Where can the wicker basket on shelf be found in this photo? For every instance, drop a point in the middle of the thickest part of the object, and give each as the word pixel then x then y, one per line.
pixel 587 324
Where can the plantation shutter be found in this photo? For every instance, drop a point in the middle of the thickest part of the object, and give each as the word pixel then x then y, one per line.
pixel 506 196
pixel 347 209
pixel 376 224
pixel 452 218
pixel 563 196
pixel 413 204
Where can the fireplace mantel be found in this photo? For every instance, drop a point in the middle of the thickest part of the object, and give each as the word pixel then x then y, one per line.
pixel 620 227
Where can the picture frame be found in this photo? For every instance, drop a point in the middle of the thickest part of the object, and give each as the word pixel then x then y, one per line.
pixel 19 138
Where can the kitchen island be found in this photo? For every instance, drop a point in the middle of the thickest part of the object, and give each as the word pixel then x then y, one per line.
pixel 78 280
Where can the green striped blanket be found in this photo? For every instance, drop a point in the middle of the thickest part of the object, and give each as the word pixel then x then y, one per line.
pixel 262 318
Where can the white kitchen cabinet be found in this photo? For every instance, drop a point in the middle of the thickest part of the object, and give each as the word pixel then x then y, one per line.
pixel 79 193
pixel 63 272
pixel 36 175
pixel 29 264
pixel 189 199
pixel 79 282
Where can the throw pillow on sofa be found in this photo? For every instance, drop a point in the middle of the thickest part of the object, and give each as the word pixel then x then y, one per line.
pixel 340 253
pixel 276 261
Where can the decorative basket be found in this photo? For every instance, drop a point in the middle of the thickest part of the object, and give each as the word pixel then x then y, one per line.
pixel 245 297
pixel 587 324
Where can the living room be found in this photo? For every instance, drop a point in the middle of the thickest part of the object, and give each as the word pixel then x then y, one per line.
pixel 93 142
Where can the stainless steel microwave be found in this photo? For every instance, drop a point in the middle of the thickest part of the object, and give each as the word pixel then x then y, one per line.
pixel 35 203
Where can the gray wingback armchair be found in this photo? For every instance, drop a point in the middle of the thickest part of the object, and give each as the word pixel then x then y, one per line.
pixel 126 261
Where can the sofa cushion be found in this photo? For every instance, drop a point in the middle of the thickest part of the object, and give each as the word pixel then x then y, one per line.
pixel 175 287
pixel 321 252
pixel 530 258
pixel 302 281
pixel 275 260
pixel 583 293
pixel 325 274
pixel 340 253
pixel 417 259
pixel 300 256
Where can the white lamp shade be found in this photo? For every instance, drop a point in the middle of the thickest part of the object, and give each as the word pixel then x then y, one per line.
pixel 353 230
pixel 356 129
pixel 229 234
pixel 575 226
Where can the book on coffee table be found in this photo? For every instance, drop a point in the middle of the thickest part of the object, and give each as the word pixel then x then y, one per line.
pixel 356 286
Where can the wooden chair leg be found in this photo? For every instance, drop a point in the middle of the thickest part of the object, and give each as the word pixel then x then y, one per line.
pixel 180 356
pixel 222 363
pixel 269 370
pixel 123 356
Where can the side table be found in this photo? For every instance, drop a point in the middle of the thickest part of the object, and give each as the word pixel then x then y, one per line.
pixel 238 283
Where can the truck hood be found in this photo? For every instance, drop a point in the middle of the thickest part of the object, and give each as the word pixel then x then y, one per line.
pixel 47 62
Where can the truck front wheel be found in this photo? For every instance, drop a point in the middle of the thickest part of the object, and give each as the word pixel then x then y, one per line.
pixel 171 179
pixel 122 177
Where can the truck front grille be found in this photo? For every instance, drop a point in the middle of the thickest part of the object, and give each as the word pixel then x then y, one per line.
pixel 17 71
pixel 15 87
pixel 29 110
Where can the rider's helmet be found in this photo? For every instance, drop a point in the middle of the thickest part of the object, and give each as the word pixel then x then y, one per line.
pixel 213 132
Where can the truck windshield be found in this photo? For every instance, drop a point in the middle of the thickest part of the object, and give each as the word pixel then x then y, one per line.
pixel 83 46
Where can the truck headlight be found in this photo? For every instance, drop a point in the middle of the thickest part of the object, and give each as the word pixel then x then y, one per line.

□ □ □

# TO DO:
Copy the material above verbatim.

# ANSWER SPACE:
Where can the wicker basket on shelf be found in this photo? For every instance, drop a point in the middle of the thickest part of the object, and give each as the word pixel then x then y, one per line.
pixel 587 324
Where can the plantation shutter be found in this photo? For every instance, drop a point in the middle of the thickest part of the object, and give each as the word pixel then x then y, one per line.
pixel 506 196
pixel 347 209
pixel 376 224
pixel 452 218
pixel 563 196
pixel 413 204
Where can the fireplace mantel be found in this photo? For every instance, drop a point in the middle of the thickest part of the object, and give each as the word pixel then x then y, one per line.
pixel 620 227
Where can the picture frame be found in this photo? For every instance, drop a point in the middle of the thickest part of the object, and give each as the word pixel then x then y, one per line.
pixel 19 138
Where can the kitchen island be found in this photo? For every instance, drop a point in the middle of the thickest part of the object, and give each as the word pixel then x then y, one per line.
pixel 78 280
Where can the green striped blanket be found in this photo? For every instance, drop a point in the middle of the thickest part of the object, and give each as the word pixel then x then y, one per line.
pixel 262 318
Where can the white kitchen cabinet be found in this photo? For every instance, drop a point in the middle of the thickest part of the object, and give each as the word pixel then x then y, one per line.
pixel 79 193
pixel 63 272
pixel 36 175
pixel 29 264
pixel 189 199
pixel 79 282
Where can the throw pillow on sofa be found in this photo? For every instance, drop a point in the middle of the thickest part of the object, and give each as the word pixel then x then y, one per line.
pixel 340 253
pixel 276 261
Where can the decorative basket be found in this photo? For every instance, drop a point in the middle of the thickest part of the object, and give each as the word pixel then x then y, one per line.
pixel 245 297
pixel 587 324
Where can the living room be found in this photo? For every instance, drop a point in the middle of the thickest part of the object, and give each as the word pixel then x then y, one per line.
pixel 93 142
Where can the stainless steel microwave be found in this photo? For every instance, drop a point in the middle of the thickest part of the object, and give each as the word pixel then x then y, one per line.
pixel 35 203
Where can the gray wingback armchair be found in this photo? For every instance, drop a point in the middle of the thickest part of the object, and give each as the word pixel then x then y, one per line.
pixel 126 261
Where can the sofa cushion be found in this photo? For every instance, drop a point in the middle of the thickest part of the object, and give each as the word pixel then x then y, one per line.
pixel 175 287
pixel 321 252
pixel 530 258
pixel 302 281
pixel 275 260
pixel 583 293
pixel 325 274
pixel 340 253
pixel 417 259
pixel 300 256
Where can the white lamp shade be found in this photo? For every instance, drop a point in the middle of the thickest part of the object, and give each as the word pixel then x then y, one per line.
pixel 353 230
pixel 356 129
pixel 229 234
pixel 575 226
Where can the book on coffee table be found in this photo? For every instance, drop a point in the middle of the thickest part of the object, and give each as the word pixel then x then y, one per line.
pixel 356 286
Where can the wooden chair leg be found in this photo? For every instance, drop a point in the middle of the thickest part of the object, and give each as the word pixel then x then y, one per line.
pixel 180 356
pixel 222 363
pixel 269 370
pixel 123 356
Where can the side table be found in this photo? For every instance, drop a point in the middle of the thickest part of the object, and give each as the word pixel then x then y, one per line.
pixel 238 283
Where can the truck hood be found in this photo? For every instance, drop a point in the middle of the thickest part of the object, and give each as the word pixel then x then y, one per line.
pixel 47 62
Where can the truck front wheel be found in this photo? For every instance, drop a point in the middle of the thickest part of the object, and give each as the word pixel then x then y, one per line.
pixel 171 179
pixel 122 177
Where can the truck front grille be found in this photo? For every instance, drop a point in the middle of the thickest part of the object, and give each as the word pixel then x then y, one per line.
pixel 17 71
pixel 15 87
pixel 29 110
Where can the rider's helmet be found in this photo? For every instance, drop a point in the middle of the thickest part of the object, and give each as the word pixel then x then y, one per line.
pixel 213 132
Where can the truck windshield be found in this photo? For every instance, drop a point in the middle of the thickest part of the object, and give each as the word pixel then x then y, one per line.
pixel 83 46
Where can the truck headlight be found in this photo? For every instance, drop a point in the middle of the thickest part of the object, and give each as the word pixel then x then y, one per line.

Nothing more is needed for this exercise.